*WORK TO BE COMPLETED:*
The answer must consist solely of the lines from the opening line of the entries through the line with "drop a point: the clasped hand", transcribed exactly and without any pictures.

━━━━━━

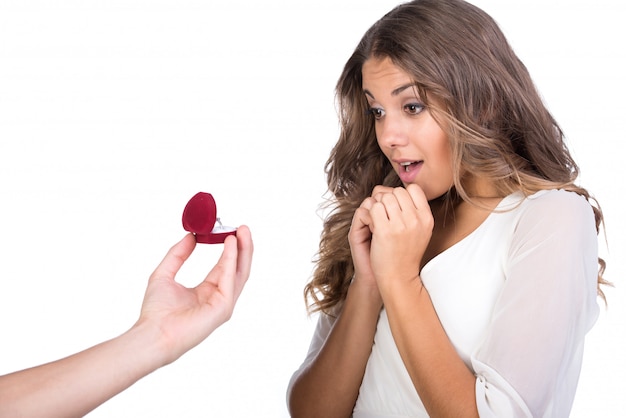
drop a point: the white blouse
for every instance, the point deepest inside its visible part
(516, 298)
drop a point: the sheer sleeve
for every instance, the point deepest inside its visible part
(529, 361)
(325, 323)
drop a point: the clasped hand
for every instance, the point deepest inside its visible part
(389, 235)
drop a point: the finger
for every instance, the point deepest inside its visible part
(245, 249)
(224, 270)
(379, 191)
(175, 257)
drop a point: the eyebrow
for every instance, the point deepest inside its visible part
(395, 92)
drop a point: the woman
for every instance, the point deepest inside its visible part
(458, 272)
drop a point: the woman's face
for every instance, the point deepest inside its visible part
(406, 132)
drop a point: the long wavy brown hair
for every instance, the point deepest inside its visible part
(483, 97)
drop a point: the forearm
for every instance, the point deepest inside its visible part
(329, 386)
(444, 383)
(73, 386)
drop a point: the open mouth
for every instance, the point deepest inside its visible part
(409, 165)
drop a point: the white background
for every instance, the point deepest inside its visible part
(114, 113)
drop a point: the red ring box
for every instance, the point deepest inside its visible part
(199, 218)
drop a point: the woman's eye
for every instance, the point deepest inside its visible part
(414, 108)
(376, 112)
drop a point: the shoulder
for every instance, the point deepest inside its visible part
(558, 203)
(554, 210)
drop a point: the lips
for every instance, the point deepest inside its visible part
(407, 170)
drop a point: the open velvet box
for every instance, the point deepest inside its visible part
(199, 218)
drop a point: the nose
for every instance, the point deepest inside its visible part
(391, 132)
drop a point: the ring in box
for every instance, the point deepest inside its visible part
(200, 217)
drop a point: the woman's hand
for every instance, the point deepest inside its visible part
(360, 236)
(186, 316)
(401, 223)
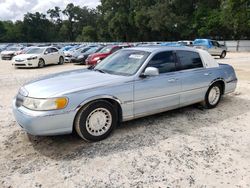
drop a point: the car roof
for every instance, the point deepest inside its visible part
(157, 48)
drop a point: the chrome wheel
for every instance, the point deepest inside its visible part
(214, 95)
(61, 60)
(98, 122)
(41, 63)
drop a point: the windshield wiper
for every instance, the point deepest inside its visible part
(99, 70)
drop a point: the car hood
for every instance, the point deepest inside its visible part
(7, 52)
(25, 56)
(71, 81)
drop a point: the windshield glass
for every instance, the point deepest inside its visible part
(92, 50)
(13, 49)
(200, 42)
(125, 62)
(35, 51)
(106, 49)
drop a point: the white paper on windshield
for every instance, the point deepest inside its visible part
(136, 56)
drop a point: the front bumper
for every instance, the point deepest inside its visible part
(67, 59)
(25, 63)
(7, 57)
(44, 123)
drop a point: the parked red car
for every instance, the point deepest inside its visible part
(102, 54)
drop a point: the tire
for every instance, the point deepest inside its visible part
(223, 54)
(41, 63)
(96, 121)
(61, 60)
(213, 96)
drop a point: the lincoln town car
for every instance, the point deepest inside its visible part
(130, 83)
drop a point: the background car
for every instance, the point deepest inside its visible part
(186, 42)
(10, 52)
(74, 52)
(39, 57)
(103, 53)
(212, 46)
(81, 59)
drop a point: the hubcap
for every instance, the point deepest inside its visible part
(214, 95)
(41, 64)
(98, 122)
(61, 60)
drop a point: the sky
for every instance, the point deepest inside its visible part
(15, 9)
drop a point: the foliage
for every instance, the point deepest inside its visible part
(134, 20)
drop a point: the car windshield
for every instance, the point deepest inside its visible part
(106, 49)
(200, 42)
(35, 51)
(92, 50)
(13, 49)
(125, 62)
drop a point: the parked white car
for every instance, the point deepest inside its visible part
(10, 52)
(39, 57)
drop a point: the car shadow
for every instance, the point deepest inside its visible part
(140, 133)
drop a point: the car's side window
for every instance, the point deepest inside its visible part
(164, 61)
(189, 60)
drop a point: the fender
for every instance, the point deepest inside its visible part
(96, 98)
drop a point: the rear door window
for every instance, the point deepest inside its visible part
(189, 60)
(164, 61)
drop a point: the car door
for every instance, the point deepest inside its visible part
(54, 55)
(158, 93)
(214, 50)
(195, 78)
(48, 56)
(218, 49)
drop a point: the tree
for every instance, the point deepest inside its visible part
(88, 34)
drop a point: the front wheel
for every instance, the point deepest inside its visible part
(61, 60)
(95, 121)
(223, 54)
(41, 63)
(213, 96)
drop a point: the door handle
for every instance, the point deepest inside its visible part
(207, 73)
(172, 80)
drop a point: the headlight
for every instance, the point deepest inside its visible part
(31, 58)
(96, 58)
(45, 104)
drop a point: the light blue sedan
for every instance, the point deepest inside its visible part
(129, 84)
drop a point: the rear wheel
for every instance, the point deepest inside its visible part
(61, 60)
(41, 63)
(95, 121)
(223, 54)
(213, 96)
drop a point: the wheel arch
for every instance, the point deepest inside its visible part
(115, 102)
(221, 81)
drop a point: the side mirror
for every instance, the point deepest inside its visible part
(150, 71)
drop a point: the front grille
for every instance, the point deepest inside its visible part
(19, 60)
(19, 100)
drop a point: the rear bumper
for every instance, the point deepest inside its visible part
(43, 123)
(231, 86)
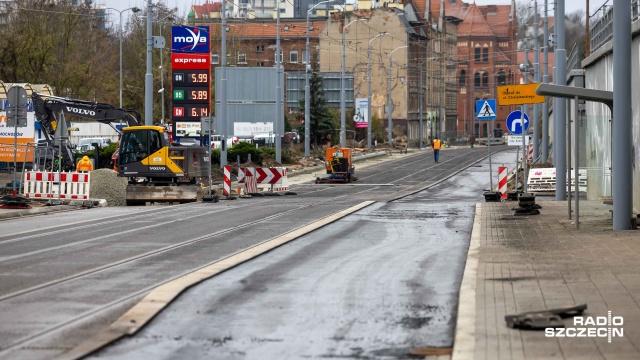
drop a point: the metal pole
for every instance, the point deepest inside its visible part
(420, 110)
(120, 62)
(389, 106)
(223, 88)
(370, 119)
(524, 133)
(622, 177)
(545, 79)
(369, 115)
(576, 172)
(161, 79)
(561, 104)
(148, 78)
(568, 154)
(279, 118)
(307, 94)
(536, 78)
(390, 103)
(343, 139)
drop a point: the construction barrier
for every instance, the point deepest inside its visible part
(53, 185)
(270, 179)
(502, 181)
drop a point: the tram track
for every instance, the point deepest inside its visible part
(131, 261)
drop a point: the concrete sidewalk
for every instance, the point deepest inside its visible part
(530, 263)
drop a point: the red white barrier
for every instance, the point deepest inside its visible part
(53, 185)
(226, 188)
(502, 181)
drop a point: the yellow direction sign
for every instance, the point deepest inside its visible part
(519, 94)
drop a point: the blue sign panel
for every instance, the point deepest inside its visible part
(486, 109)
(187, 39)
(514, 122)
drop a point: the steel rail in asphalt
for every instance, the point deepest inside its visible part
(83, 316)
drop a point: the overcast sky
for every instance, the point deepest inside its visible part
(183, 6)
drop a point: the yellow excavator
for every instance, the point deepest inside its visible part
(158, 171)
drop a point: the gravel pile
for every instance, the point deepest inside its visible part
(105, 184)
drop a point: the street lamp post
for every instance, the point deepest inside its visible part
(307, 91)
(370, 116)
(148, 77)
(389, 102)
(162, 69)
(343, 139)
(135, 10)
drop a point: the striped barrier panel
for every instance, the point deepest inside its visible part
(53, 185)
(250, 181)
(226, 188)
(502, 181)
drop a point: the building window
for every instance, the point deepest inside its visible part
(502, 78)
(242, 57)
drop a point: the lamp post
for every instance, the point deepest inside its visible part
(389, 102)
(307, 91)
(370, 119)
(162, 69)
(343, 136)
(276, 124)
(135, 10)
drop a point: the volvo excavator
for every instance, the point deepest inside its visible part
(158, 171)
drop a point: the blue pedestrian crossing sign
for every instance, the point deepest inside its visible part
(486, 109)
(514, 122)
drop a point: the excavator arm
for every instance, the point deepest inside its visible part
(48, 109)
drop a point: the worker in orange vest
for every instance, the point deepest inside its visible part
(84, 165)
(436, 148)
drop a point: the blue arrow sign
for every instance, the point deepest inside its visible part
(486, 109)
(514, 122)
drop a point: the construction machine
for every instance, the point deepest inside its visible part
(158, 171)
(338, 165)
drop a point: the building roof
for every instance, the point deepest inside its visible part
(474, 24)
(268, 29)
(207, 8)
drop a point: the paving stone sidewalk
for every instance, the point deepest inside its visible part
(529, 263)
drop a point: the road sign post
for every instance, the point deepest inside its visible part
(487, 111)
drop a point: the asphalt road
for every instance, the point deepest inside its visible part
(372, 285)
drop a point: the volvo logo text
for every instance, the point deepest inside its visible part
(80, 111)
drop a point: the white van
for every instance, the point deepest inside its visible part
(85, 144)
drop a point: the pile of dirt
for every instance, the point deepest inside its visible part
(106, 184)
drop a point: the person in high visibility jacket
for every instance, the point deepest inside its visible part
(436, 148)
(84, 165)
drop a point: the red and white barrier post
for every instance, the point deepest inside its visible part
(226, 188)
(502, 181)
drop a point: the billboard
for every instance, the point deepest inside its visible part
(361, 118)
(187, 39)
(24, 135)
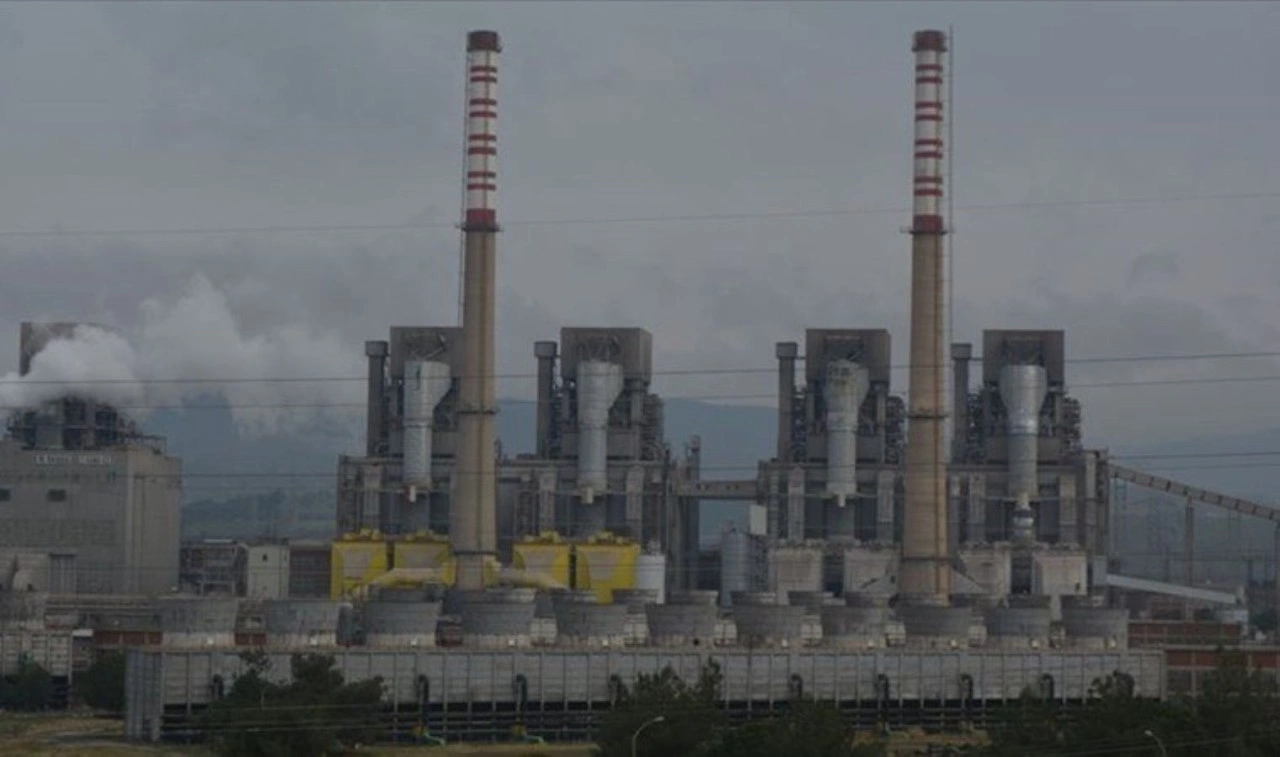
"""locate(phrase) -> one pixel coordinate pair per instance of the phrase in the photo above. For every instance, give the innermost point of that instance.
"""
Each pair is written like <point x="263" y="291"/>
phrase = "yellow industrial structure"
<point x="548" y="561"/>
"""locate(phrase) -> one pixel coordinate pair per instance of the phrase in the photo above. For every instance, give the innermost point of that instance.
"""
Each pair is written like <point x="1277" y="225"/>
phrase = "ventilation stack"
<point x="426" y="382"/>
<point x="926" y="570"/>
<point x="1022" y="390"/>
<point x="598" y="386"/>
<point x="845" y="390"/>
<point x="474" y="515"/>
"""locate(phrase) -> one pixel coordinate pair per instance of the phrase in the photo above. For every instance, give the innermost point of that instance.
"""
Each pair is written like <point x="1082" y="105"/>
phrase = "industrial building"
<point x="90" y="504"/>
<point x="910" y="578"/>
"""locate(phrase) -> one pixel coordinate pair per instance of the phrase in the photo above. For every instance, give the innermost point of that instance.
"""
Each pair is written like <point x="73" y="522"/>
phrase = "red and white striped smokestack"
<point x="480" y="210"/>
<point x="472" y="515"/>
<point x="926" y="571"/>
<point x="929" y="49"/>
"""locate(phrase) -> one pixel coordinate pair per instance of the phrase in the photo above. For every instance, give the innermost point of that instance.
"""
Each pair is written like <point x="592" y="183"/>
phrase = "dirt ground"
<point x="62" y="735"/>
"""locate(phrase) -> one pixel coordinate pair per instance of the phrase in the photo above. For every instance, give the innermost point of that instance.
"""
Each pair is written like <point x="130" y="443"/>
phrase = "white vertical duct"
<point x="845" y="391"/>
<point x="1022" y="390"/>
<point x="426" y="382"/>
<point x="598" y="386"/>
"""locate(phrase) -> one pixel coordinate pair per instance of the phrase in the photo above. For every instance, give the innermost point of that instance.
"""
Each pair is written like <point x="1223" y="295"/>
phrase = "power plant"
<point x="904" y="574"/>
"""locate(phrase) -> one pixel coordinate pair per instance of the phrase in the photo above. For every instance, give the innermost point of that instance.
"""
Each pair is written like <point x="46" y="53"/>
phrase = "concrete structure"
<point x="301" y="624"/>
<point x="81" y="486"/>
<point x="583" y="621"/>
<point x="926" y="571"/>
<point x="472" y="521"/>
<point x="400" y="621"/>
<point x="197" y="621"/>
<point x="686" y="620"/>
<point x="497" y="618"/>
<point x="167" y="691"/>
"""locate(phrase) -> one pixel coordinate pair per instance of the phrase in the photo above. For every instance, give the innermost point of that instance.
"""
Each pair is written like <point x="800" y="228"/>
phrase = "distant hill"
<point x="222" y="498"/>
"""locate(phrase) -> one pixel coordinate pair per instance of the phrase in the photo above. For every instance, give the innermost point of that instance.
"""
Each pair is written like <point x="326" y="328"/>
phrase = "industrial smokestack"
<point x="926" y="573"/>
<point x="786" y="354"/>
<point x="375" y="413"/>
<point x="474" y="514"/>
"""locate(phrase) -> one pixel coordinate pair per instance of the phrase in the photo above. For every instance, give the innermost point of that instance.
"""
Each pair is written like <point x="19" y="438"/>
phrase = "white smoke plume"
<point x="91" y="363"/>
<point x="192" y="350"/>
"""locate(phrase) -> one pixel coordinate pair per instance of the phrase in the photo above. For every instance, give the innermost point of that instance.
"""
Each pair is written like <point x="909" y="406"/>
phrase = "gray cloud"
<point x="295" y="114"/>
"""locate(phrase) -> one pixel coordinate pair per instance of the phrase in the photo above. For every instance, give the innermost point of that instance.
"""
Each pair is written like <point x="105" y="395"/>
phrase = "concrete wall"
<point x="115" y="510"/>
<point x="156" y="679"/>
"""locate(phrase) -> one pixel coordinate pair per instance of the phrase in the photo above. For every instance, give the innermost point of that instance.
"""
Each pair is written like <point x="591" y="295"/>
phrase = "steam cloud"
<point x="193" y="350"/>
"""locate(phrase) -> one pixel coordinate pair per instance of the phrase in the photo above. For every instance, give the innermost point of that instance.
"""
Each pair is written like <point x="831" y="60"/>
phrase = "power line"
<point x="622" y="219"/>
<point x="690" y="372"/>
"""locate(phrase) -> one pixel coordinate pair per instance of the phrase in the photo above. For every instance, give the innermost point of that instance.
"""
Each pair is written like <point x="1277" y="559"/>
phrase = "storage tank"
<point x="496" y="618"/>
<point x="301" y="623"/>
<point x="598" y="386"/>
<point x="652" y="574"/>
<point x="844" y="393"/>
<point x="197" y="621"/>
<point x="686" y="619"/>
<point x="426" y="382"/>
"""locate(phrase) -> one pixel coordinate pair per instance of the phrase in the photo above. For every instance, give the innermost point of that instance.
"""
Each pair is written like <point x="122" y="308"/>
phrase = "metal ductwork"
<point x="845" y="390"/>
<point x="426" y="382"/>
<point x="598" y="386"/>
<point x="375" y="413"/>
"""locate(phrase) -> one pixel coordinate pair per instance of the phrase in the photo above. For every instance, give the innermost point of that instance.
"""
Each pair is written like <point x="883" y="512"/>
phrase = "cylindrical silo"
<point x="497" y="618"/>
<point x="301" y="623"/>
<point x="197" y="621"/>
<point x="426" y="382"/>
<point x="845" y="390"/>
<point x="1022" y="390"/>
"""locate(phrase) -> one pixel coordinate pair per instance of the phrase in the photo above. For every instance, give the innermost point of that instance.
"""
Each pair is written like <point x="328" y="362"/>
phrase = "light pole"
<point x="635" y="737"/>
<point x="1159" y="743"/>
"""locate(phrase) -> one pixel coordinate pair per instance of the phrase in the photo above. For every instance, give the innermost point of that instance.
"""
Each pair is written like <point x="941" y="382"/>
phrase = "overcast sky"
<point x="227" y="115"/>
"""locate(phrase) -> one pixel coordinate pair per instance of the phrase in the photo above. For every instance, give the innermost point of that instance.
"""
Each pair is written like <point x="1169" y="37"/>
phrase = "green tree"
<point x="314" y="714"/>
<point x="103" y="684"/>
<point x="690" y="714"/>
<point x="807" y="729"/>
<point x="28" y="689"/>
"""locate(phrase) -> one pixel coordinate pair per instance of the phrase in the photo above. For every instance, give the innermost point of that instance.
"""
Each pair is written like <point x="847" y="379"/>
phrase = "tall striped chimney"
<point x="926" y="571"/>
<point x="472" y="528"/>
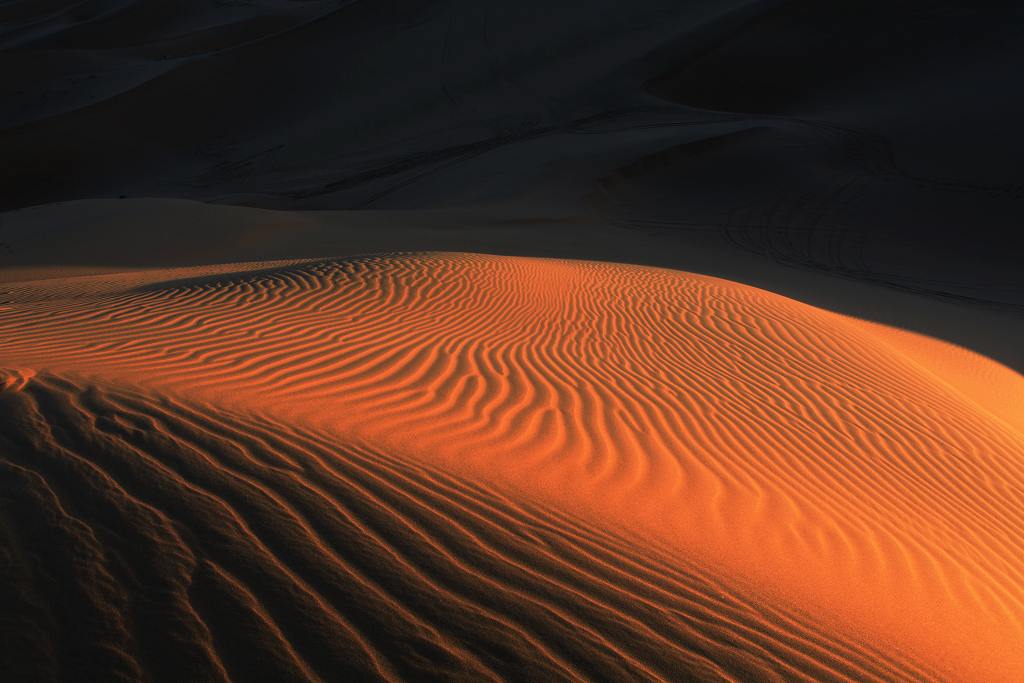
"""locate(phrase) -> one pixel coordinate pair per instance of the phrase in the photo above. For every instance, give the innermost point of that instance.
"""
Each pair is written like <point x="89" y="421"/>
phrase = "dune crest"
<point x="816" y="460"/>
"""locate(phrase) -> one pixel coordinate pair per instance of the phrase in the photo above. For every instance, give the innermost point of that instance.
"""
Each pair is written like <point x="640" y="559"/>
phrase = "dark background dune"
<point x="876" y="141"/>
<point x="879" y="140"/>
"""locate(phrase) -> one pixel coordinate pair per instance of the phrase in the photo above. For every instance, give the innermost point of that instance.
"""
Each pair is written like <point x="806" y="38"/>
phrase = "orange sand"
<point x="868" y="478"/>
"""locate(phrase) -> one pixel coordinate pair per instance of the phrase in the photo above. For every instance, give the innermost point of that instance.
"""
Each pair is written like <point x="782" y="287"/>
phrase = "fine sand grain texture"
<point x="457" y="464"/>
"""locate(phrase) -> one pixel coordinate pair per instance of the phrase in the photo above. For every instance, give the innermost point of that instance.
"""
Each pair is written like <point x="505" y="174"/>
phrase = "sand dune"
<point x="806" y="460"/>
<point x="184" y="543"/>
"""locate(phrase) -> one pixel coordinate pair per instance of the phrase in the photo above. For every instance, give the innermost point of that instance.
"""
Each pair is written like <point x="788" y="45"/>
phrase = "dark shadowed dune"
<point x="876" y="141"/>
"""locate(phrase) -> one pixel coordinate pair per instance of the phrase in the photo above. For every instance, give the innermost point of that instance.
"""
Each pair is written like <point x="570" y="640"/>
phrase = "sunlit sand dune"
<point x="186" y="543"/>
<point x="683" y="431"/>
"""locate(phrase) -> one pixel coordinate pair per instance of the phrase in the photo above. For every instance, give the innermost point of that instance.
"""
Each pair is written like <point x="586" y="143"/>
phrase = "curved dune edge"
<point x="157" y="539"/>
<point x="860" y="473"/>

━━━━━━

*SOLUTION:*
drop a point: the white blouse
for every instance, the point deepest inside its visible part
(516, 298)
drop a point: the sheer sleeve
for every instance, the point deepest inside its visible part
(529, 361)
(325, 323)
drop a point: the clasped hand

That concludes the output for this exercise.